═════ SUPPLIED DATA ═════
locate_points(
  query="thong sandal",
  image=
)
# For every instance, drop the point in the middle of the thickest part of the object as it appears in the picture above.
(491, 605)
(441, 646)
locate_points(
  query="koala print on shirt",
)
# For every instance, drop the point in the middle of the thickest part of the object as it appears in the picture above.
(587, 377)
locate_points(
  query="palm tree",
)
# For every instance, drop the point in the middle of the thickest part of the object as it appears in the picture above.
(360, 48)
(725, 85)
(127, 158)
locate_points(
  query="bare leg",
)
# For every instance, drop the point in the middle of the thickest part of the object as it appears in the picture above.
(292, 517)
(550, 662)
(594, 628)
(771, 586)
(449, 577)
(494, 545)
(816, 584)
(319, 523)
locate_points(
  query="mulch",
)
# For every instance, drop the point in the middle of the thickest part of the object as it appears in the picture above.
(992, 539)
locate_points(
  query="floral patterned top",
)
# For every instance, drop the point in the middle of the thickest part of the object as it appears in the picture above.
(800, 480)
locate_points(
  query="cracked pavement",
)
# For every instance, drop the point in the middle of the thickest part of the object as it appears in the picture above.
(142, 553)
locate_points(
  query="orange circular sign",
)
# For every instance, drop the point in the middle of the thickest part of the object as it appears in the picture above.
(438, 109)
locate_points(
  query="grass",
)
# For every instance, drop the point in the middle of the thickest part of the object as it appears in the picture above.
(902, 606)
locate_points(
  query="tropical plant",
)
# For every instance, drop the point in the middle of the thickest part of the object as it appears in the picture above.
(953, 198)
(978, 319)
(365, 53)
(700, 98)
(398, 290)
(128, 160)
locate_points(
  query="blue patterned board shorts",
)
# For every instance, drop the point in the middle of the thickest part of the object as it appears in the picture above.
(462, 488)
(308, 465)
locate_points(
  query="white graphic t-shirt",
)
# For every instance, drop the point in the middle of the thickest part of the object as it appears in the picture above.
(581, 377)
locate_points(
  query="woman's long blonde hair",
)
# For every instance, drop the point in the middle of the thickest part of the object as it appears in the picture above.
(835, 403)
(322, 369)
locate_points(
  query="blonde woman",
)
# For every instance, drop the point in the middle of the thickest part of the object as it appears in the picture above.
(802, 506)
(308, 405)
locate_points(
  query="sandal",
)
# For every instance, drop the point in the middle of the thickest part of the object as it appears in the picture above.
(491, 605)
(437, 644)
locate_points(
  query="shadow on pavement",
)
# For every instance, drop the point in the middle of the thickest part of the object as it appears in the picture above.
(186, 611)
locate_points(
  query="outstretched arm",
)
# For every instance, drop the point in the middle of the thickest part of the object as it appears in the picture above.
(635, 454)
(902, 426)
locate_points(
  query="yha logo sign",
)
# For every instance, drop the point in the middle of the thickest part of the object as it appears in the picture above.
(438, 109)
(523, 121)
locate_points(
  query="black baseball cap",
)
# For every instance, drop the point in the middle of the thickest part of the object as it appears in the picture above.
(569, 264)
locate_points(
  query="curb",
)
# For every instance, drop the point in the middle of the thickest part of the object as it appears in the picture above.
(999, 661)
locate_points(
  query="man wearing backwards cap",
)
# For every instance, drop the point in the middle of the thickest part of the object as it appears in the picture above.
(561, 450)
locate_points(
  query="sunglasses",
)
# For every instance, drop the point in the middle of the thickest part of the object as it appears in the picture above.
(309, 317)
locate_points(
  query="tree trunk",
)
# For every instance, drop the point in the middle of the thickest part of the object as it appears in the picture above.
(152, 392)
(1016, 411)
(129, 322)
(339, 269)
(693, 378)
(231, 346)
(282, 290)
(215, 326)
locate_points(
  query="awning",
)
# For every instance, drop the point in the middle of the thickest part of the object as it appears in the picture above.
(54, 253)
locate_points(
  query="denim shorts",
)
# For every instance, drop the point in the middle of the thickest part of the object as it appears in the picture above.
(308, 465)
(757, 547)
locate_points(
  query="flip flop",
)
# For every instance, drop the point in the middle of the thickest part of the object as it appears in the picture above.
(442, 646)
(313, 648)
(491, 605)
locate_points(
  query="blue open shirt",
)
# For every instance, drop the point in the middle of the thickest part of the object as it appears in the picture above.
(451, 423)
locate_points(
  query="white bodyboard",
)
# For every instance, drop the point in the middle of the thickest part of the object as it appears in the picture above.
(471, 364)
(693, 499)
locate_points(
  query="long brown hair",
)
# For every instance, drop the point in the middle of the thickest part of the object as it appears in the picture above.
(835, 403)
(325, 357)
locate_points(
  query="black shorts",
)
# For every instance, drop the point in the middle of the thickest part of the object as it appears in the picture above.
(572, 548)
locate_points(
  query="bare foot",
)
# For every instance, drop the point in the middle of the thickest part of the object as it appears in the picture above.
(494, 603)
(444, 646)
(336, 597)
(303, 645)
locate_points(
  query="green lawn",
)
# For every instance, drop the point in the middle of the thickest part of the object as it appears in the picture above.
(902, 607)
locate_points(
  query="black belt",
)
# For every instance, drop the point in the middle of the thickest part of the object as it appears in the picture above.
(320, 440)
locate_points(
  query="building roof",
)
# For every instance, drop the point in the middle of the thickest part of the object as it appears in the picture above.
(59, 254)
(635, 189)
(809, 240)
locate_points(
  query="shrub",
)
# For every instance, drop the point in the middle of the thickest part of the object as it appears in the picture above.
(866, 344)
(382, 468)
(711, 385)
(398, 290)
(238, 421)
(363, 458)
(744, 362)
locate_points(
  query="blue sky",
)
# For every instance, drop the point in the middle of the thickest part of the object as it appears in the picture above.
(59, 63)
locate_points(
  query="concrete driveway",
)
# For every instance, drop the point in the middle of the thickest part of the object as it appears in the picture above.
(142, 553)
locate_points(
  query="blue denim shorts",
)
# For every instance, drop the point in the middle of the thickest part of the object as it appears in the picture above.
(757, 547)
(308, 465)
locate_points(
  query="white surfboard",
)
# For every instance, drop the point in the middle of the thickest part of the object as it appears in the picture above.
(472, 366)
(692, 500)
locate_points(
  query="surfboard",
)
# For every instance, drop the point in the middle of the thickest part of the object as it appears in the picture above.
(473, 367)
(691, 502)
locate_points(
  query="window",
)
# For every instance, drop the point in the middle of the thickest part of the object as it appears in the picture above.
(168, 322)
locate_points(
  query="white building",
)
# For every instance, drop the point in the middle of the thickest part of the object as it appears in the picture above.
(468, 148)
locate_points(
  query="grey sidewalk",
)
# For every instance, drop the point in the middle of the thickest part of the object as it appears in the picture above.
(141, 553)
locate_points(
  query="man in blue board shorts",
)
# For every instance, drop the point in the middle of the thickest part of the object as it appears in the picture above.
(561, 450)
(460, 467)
═════
═════ SUPPLIED DATA ═════
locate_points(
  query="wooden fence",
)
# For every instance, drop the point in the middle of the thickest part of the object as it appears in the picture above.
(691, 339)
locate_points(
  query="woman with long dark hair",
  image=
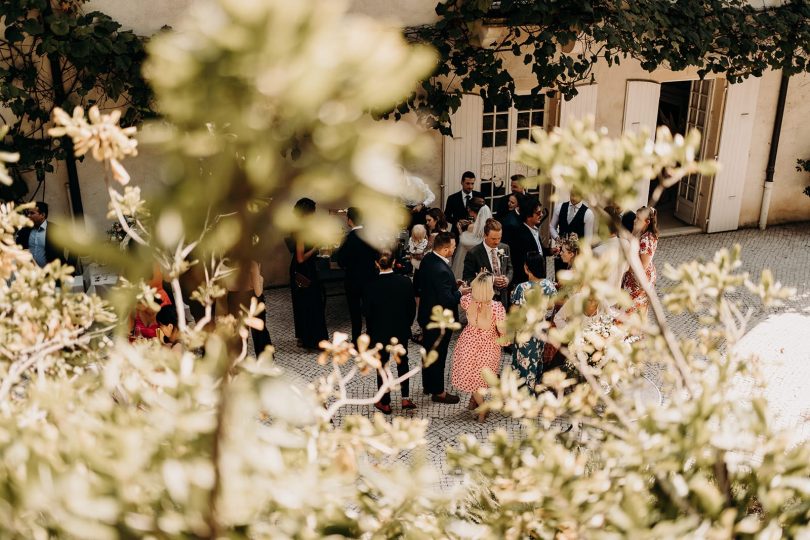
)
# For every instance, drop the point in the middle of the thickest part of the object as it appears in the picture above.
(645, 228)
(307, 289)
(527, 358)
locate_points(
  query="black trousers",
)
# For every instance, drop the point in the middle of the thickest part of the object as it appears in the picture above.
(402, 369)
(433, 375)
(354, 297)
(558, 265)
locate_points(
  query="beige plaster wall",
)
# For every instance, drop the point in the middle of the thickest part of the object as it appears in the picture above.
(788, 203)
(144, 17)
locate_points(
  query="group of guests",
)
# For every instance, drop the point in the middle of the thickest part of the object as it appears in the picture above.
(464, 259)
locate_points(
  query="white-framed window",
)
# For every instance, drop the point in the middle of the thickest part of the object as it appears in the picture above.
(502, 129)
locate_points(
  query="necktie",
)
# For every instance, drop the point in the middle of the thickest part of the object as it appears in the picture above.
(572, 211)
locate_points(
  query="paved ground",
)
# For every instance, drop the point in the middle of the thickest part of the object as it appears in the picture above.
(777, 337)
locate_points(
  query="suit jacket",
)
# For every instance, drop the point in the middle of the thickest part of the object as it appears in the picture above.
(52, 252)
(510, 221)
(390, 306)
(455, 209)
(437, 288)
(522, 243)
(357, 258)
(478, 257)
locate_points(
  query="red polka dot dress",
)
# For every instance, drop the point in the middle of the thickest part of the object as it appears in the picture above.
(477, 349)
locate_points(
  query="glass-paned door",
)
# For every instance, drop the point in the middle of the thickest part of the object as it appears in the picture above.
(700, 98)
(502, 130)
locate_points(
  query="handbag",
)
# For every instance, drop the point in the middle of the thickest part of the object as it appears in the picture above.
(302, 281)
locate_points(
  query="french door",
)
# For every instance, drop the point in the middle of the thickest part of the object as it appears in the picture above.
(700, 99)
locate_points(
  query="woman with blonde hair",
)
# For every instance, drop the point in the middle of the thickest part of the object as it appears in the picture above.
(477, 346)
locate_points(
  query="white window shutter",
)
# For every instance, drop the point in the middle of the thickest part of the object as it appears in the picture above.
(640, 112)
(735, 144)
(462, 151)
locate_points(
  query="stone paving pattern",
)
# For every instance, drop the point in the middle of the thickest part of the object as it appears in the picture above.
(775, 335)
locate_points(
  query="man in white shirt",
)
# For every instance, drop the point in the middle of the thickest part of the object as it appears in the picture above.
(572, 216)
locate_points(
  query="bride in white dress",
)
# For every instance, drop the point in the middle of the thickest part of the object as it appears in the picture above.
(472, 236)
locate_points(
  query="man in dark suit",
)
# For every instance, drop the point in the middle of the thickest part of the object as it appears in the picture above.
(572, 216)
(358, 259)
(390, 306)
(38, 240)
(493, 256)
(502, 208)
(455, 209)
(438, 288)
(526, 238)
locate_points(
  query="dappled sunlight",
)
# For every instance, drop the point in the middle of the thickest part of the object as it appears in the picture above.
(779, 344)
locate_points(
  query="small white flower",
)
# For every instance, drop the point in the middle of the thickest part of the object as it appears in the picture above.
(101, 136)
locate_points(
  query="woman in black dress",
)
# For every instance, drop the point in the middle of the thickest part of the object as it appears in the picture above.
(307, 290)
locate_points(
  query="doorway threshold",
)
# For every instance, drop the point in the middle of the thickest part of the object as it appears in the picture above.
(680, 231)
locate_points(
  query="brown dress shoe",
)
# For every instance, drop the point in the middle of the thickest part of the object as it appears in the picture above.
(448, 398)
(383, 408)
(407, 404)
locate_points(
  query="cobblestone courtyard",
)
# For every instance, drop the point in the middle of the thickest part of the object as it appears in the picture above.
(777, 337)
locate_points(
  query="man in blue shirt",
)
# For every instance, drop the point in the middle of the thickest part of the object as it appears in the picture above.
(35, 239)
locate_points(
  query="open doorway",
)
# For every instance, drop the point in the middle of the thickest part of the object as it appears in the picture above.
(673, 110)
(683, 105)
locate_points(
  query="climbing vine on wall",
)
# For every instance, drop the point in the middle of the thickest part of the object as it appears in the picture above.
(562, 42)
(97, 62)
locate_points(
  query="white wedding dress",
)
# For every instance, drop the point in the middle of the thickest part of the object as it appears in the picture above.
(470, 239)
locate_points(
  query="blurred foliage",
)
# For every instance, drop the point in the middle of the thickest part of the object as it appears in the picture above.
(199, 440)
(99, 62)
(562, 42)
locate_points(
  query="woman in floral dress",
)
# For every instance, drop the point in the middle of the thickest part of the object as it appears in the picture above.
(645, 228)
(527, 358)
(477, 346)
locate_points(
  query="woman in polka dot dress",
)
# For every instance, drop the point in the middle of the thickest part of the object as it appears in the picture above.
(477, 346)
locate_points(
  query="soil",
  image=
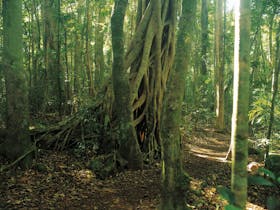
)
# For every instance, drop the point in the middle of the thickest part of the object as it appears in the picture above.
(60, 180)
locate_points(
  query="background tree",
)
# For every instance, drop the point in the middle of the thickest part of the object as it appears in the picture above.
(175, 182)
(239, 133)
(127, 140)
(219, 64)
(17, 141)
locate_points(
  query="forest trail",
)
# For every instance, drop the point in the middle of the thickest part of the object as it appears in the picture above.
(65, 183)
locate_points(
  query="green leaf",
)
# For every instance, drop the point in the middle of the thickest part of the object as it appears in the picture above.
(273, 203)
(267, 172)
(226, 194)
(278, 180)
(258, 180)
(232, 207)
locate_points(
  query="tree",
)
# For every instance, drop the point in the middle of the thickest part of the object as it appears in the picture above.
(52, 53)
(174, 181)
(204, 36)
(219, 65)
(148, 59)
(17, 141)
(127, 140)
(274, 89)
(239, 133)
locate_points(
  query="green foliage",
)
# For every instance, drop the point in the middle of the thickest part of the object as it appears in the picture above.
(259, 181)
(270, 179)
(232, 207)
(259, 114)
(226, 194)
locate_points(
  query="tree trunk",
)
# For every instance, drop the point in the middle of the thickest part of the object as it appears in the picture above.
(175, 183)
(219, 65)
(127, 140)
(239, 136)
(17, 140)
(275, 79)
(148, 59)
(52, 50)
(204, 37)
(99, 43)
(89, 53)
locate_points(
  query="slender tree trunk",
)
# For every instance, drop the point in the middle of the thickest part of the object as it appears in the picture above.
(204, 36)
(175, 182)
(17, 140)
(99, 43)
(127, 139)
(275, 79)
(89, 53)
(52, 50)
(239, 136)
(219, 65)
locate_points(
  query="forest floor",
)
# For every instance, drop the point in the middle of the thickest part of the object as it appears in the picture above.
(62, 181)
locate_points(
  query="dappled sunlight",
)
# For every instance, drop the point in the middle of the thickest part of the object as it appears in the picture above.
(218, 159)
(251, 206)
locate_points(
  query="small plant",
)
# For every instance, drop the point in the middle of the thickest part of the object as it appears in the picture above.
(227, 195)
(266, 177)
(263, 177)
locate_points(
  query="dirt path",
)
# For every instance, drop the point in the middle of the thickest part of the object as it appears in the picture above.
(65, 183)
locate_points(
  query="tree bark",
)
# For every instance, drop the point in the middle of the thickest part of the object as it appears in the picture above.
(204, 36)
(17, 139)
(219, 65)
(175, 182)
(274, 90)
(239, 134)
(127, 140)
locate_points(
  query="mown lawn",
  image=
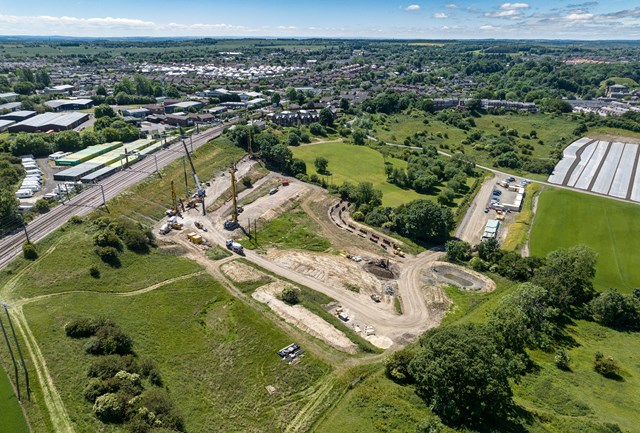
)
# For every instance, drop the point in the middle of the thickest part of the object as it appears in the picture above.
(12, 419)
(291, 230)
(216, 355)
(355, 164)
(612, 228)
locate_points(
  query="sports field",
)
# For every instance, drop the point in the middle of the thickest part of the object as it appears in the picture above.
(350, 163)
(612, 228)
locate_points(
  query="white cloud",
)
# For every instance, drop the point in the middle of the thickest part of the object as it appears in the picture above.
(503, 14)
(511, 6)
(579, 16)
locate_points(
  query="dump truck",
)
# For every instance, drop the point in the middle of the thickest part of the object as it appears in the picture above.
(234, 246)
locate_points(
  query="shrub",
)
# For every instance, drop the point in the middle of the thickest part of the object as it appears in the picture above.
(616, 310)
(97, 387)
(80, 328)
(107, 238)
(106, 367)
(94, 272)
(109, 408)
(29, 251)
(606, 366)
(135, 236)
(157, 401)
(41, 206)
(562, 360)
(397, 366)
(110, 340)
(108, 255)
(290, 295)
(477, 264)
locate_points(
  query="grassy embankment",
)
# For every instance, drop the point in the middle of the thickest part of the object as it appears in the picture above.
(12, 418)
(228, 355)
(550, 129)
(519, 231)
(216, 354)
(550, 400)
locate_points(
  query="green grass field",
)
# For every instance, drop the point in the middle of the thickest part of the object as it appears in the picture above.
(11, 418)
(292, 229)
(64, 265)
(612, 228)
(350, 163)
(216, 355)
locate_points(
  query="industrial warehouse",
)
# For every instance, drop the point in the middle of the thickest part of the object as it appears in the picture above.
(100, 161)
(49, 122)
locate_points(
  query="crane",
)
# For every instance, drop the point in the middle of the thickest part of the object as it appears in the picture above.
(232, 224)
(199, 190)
═════
● PROBLEM TO WORK ON: After reading the listing above, work out how many lines contain "building" and reply with that number only.

● EXPECTED OUTPUT: 2